Drinking Tuscany: Chianti Classico and its connection to history. [Guest post by Robert Horvat.]

chianti castellare

By Robert Horvat

I have never been to Italy and it is not to say that I will never go, but the other day Italy came to me  I enjoyed a bottle of Castellare di Castellina, a great value wine from the Chianti region of central Tuscany. For me, this was my first taste of an Italian wine from the wonderful picturesque slopes of Tuscany. I won’t pretend that I know what I am talking about when describing its characteristics and taste. What I can tell you is that I am not usually a fan of very dry wine but this 2012 bottle was indeed wonderful. For someone like me, who is fussy about aftertaste, this was a very approachable wine. But don’t expect me to just simply sit and enjoy the aroma and taste of wine in general without daydreaming about its origins. Is it not fun to sometimes learn something new about the history of wine from a region, rather than being told by a critic how a wine might taste under the palate, or how a particular wine might smell of fresh flowers such as rose and violets? Come on, give me a break ! Let’s take a brief trip down memory lane.

Italy as a geographical region has been famous for their wines for centuries. Archaeological evidence suggests that the vine was systematically cultivated in Italy first by the Etruscans and then closely followed by the Greeks. Though it was under the yoke of the Romans that viticulture and winemaking really took off. Furthermore, as winemaking began to grow, so did the development of the wine trade as a very profitable business. The most important centre of the wine trade in Italy had always been Pompeii. Wines from Pompeii reached ports and towns as far off as Bordeaux in Gaul (France). However, when the city was destroyed in 79 CE, viticulture spread heavily across all parts of the empire out of necessity. In Italy itself, winemakers went berserk using almost all the cultivable land available, especially in the regions around Lazio and Tuscany. Only a history enthusiast like myself will appreciate that this almost comical situation prompted the Emperor Domitian to forbid the planting of any further vineyards. I have got to say, what a killjoy ! (It would be some two hundred years before this ban was lifted.)

chianti grapes

Sangiovese grapes are the main ingredient of classic Chiantis.

___

**What you are asked to do:**
Extend the guest post above on Chianti Classico and its history, picking up after its final sentence.

**Data section:**
___

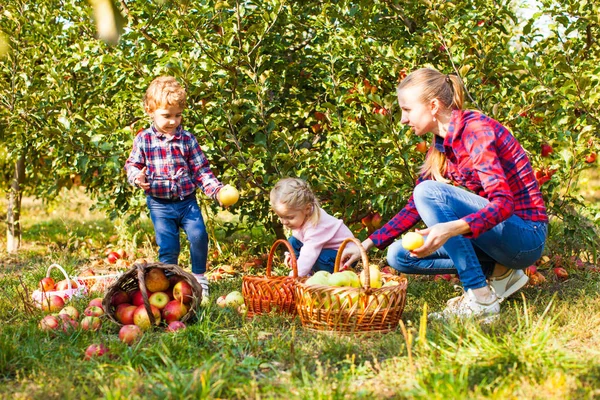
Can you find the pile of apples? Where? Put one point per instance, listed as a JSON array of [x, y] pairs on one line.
[[169, 300], [351, 298]]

___

**Answer below:**
With the fall of the Roman Empire, wine growing and production declined but its traditions didn’t die and were kept up mainly by rural farmers and monasteries. Later wine re-emerged with the rise of the city-states of Genoa, Florence and Venice. The financiers who helped revive the wine trade were especially fond of viticultural regions such as Piedmont and Tuscany. It was in these regions that vine varieties such as Borolo, Brunello and Chianti were developed. This finally brings me back to my Chianti Classico! Chianti as a wine dates back to the thirteenth century, though by 1716 strict rules of what could be classified as a Chianti were legislated by the Duke of Tuscany. Interestingly some bottles of Chianti today will have ‘Classico’ on the label, which indicates that the grapes of these bottles comes from one of the four original villages, that were officially recognized as the only producers of Chianti in 1716! Notably today Chianti bottles also carry a special “Controlled designation of origin” (DOC) seal. Of course, what makes Chianti wines world famous and adorable is the Sangiovese grape. Though it is one of the most widely found red grapes in Italy and obviously the ‘secret’ to the success of the Chianti, you will however find this ruby red grape varieties in ‘new world’ regions from California to surprisingly, my country of Australia.

I hope I have entertained you a little here today about my new love for Chianti wine. Learning something new about regional wine shouldn’t be a chore. Come on lets face it, it might even inspire you to look for Italian wines to try like the Chianti Classico. By the way, if you have had a little too much Chianti, you might find that bird on its label, just might sing to you! Interestingly enough, different vintages showcase different migrating birds. There you go another interesting fact, or is that the Chianti talking?

The header image in this article includes a photo of Tuscany by Flickr users Rob & Lisa Meehan and is used under Creative Commons 2.0 (Attribution) license, and a photograph by Robert Horvat. The photo of Sanviovese grapes is by Flickr user sherseydc and is used under Creative Commons 2.0 (Attribution) license.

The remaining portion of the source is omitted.